Qué se pide:
Redacta lo que sigue al texto sobre el mercado, el fútbol y el béisbol, a partir de su última oración.

Texto proporcionado:
Mercado, fútbol y béisbol.
Enric González

National Pastime: How Americans Play Baseball and the
Rest of the World Plays Soccer
(Pasatiempo nacional: por qué los estadounidenses juegan al béisbol
y el resto del mundo al fútbol)

Stefan Szymanski y Andrew Zimbalist, 267 págs.,
Brookings Institution Press
Washington, EE UU, 2005 (en inglés)

Llega el último minuto de la prórroga en el partido final de
la Copa del Mundo y un delantero que cojea marca el gol de la victoria. ¿Hay
algo más importante en el fútbol? Aunque parezca extraño,
sí. Hay algo mucho más importante que la más épica
de las victorias. Se trata de una dimensión espiritual que ha hecho
del fútbol el deporte planetario y lo ha convertido en metáfora
de un determinado modelo de globalización. El béisbol carece
de esa dimensión y por ello goza de la condición de anomalía:
se trata del único producto que Estados Unidos no ha conseguido exportar
más allá de su periferia caribeña.

El espíritu del fútbol no está en el juego ni en las
reglas, sino en el sistema de competición. El mejor equipo gana y el
peor desciende a la categoría inferior, sustituido por alguien que empuja
con fuerza desde abajo. Ese sistema permite que el más humilde club
del barrio más remoto pueda soñar con enfrentarse en cuestión
de pocos años al Real Madrid o al Milan. ¿Una tontería?
Todo lo contrario. El mecanismo de promociones y descensos es la clave de un
deporte que dejó hace tiempo de ser un juego y hoy sostiene, gracias
a su colosal audiencia, la expansión de los imperios multimedia.

Dos economistas, Stefan Szymanski y Andrew Zimbalist, han estudiado la paradójica
historia del béisbol y el fútbol, dos deportes nacidos en la
segunda mitad del siglo XIX cuyo desarrollo discurrió en paralelo hasta
que fue necesario organizarlos en algún tipo de competición.
La primera paradoja se produjo entonces. La sociedad estadounidense, forjada
sobre las bases de la libertad y la libre competencia, creó un monopolio
con el objetivo primordial de generar dinero para los propietarios de los equipos.

Datos proporcionados:
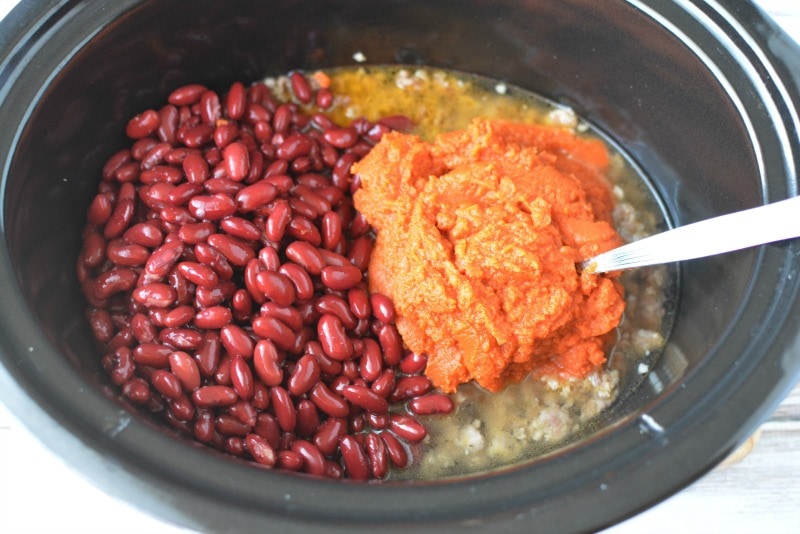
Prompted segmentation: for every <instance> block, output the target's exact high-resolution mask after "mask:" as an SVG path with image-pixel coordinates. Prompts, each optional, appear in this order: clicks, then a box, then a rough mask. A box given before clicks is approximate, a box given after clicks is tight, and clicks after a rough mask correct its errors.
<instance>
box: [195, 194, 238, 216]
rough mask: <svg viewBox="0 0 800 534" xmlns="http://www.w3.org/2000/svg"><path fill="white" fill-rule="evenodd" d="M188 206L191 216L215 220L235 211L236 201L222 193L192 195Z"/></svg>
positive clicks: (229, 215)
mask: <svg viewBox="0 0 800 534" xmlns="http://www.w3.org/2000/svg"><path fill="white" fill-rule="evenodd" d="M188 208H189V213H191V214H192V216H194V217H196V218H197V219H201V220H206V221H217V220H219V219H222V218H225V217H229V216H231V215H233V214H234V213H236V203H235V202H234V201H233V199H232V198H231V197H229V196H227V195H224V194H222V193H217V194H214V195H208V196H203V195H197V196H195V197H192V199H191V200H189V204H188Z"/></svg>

...

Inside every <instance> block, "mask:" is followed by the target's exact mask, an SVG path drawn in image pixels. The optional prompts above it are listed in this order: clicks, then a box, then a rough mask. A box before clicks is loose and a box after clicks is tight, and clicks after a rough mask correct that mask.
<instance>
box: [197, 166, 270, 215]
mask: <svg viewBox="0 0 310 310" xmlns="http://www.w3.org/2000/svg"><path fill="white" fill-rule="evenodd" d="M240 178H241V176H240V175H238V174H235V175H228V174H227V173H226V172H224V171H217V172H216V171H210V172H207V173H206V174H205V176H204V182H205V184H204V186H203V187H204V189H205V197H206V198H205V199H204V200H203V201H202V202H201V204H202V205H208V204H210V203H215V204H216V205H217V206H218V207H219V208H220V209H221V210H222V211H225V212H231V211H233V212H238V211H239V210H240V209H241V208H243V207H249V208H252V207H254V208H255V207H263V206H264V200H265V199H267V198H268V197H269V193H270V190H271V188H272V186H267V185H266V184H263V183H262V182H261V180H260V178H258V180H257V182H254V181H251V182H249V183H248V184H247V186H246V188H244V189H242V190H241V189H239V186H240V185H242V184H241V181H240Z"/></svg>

Respuesta esperada:
La sociedad victoriana, paradigma del clasismo y el inmovilismo, inventó en
cambio una competición abierta que se sometía al dictado de un
organismo burocrático (la federación), condenaba a los clubes
al endeudamiento y favorecía tan sólo, en último extremo,
a los aficionados.

El fútbol ha sido precursor –y
es metáfora–
de una cierta globalización patrocinada
por el Estado-federación, no por la empresa-club

El concepto de Liga fue inventado en Nueva York. Se trataba, y así es
hasta hoy, de una Liga cerrada, en la que los propietarios de la competición
(los propios clubes) se distribuyeron a sí mismos un número limitado
de franquicias que daban derecho a participar. Los equipos son siempre los
mismos, jueguen bien o jueguen mal, y sus propietarios ganan notables cantidades
de dinero chantajeando a los aficionados y a los poderes públicos. ¿La
gente no acude al estadio? El equipo se va a otra ciudad. ¿El Ayuntamiento
no regala un estadio nuevo? El equipo se va a otra ciudad. El negocio es tan
seguro que las compañías de televisión compran clubes
para aumentar sus beneficios y pagar menos impuestos, y, sólo en segundo
término, para ampliar la audiencia. Un ejemplo debería bastar:
George W. Bush, que consiguió perder dinero hasta con una empresa petrolera
tutelada por los amigos de la familia, se hizo una pequeña fortuna con
el béisbol.

La comodidad financiera redunda en perjuicio de la competición: los propietarios
carecen de incentivos para contratar mejores (y más caros) jugadores y a mitad
de la temporada regular, cuando sólo cuatro o cinco franquicias aspiran
a la victoria en una de las dos ligas principales (National y American), la
mayoría de los partidos son de un tedio atroz. A veces se asiste a un
curioso espectáculo en el que ambos contrincantes se esfuerzan en perder,
porque los peores clasificados de cada año tienen prioridad en los fichajes
(drafts) para la temporada siguiente.

En el fútbol, por el contrario, no existen garantías ni clubes
financieramente saludables, quizá con la excepción del Manchester
United. La Football Association de Londres copió el sistema de Liga
americana, pero consideró poco caballeroso, y demasiado “profesional” (una
palabra malsonante en el fútbol hasta hace relativamente poco), conceder
la Liga en monopolio a un grupo limitado de franquicias, y decidió que
el poder correspondía a las federaciones, no a los clubes. Uno siente
la tentación, en la que no caen los autores de National
Pastime
, de
comparar las federaciones con el Estado. Los economistas demuestran que el
deporte bajo dirección federativa tiende a adoptar las decisiones más
razonables a largo plazo, aunque al principio parezcan absurdas, mientras que
el dirigido por las empresas se ciega ante el beneficio inmediato y se cierra
perspectivas.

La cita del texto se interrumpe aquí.